# Shuriken cutter



## bsief (Nov 8, 2008)

I received mine yesterday

I tried it on a H upmann Cabinet Selection Toro size

I followed the instructions

it worked wounderfully

I believe that this cutter will be my general every day cutter from now on

I purchased the cutter from Two Guy Cigar Shop


----------



## Rock31 (Sep 30, 2010)

picture?


----------



## n00b (Jul 18, 2011)

Shuriken Cutter Black | Two Guys Smoke Shop Cigar Store


----------



## TLitten (Aug 31, 2011)

I can also say that my experience with the Shuriken was positive. As a reformed cigarette smoker and a fairly established pipe-man, I have a pretty good idea of what the draw should be like on any given tobacco delivery device, if-you-will.

The Shuriken delivered as advertised. Simply inserting the head of the cigar into the Shuriken and giving some firm pressure resulted in 6 virtually invisible slits (I couldn't really see them well until I had smoked the 'gar for a bit). Applying virtually no pressure with my mouth resulted in a good draw, but when I wanted a mouth full of smoke I applied some pressure and was rewarded with thick clouds of deliciousness (was a Partagas Cifuente Y Cia. 1845).

Not sure that it was any better than my regular cutter (a Colibri single-blade guillotine) in terms of draw, but what I like about it is it's generous opening (I believe Cigar Tech claims it can accommodate up to a 60 ring gauge, and I believe it) as my Colibri doesn't perform well on anything over 50 gauge.

For only $20 or so for the black plastic model, I would highly encourage anyone who enjoys trying new toys to play with it and see what they think. I was pleasantly surprised at how well it performed and I can definitely say this will be my "go-to" cutter on the golf course from now on.

Happy puffing!

- Todd


----------



## Fuzzy (Jun 19, 2011)

looks like my Fidello cutter from a freebie at CI.Hard pressed to get some of the old pharts to try somethin new! My Review I kind of updated the review here


----------



## rvan84 (Mar 17, 2011)

I always like new toys and that definately looks like an interesting one.


----------



## VNVet52 (Feb 2, 2011)

I have been using the Shuriken for 2 weeks now. No pieces of tobacco to spit out or caps that fall apart. Draw is controllable. I own punches, V-cutters, A $65 Lamborgini Dual guillotine Cutter, the Shuriken has become my go-to cutter.


----------



## corpsegrinder (Jan 7, 2012)

I read many reviews about this particular cutter and this thread is the first one that's positive.. Nevertheless I'll watch out for one on cbid - the design and simplicity is definitely intriguing.


----------



## Buffalo Spirit (Jan 23, 2012)

I cut my cigars in a simaler shape ' A six point star' with my swiss Army knife, If and when I have no cutter on my person. Some times I cut a V on the bigger ring Ga. cigars. I see those cutters in the cigar catalogs I get in the mail and I have to talk myself into not buying one. I can always use/Need another Gadget to add to my collection, My favorite method to cut a cigar is with the shear type cutters.


----------



## Fuzzy (Jun 19, 2011)

I have to admit, I like the Shuriken, even when most thought it was a gimmick. As stated in my review, it was a freebie from CI, I think.
═══
# Tasks:
A. Summarize the thread about the Shuriken cutter in two sentences.
B. List every cutting tool other than the Shuriken that posters in the Shuriken cutter thread say they own or use.

# Dataset excerpt:
═══
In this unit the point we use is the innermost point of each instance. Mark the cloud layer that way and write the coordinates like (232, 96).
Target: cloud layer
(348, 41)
═══
# Answers in order:
A. Several posters report good results with the Shuriken, citing a good, controllable draw, no loose tobacco to spit out, and an opening claimed to fit up to a 60 ring gauge, and some say it has become their go-to cutter. Others comment on its design and their interest in trying it, and one poster notes that the other reviews they read were not positive.

B.
- Colibri single-blade guillotine
- Fidello cutter
- Punches
- V-cutters
- $65 Lamborgini Dual guillotine Cutter
- Swiss Army knife
- Shear type cutters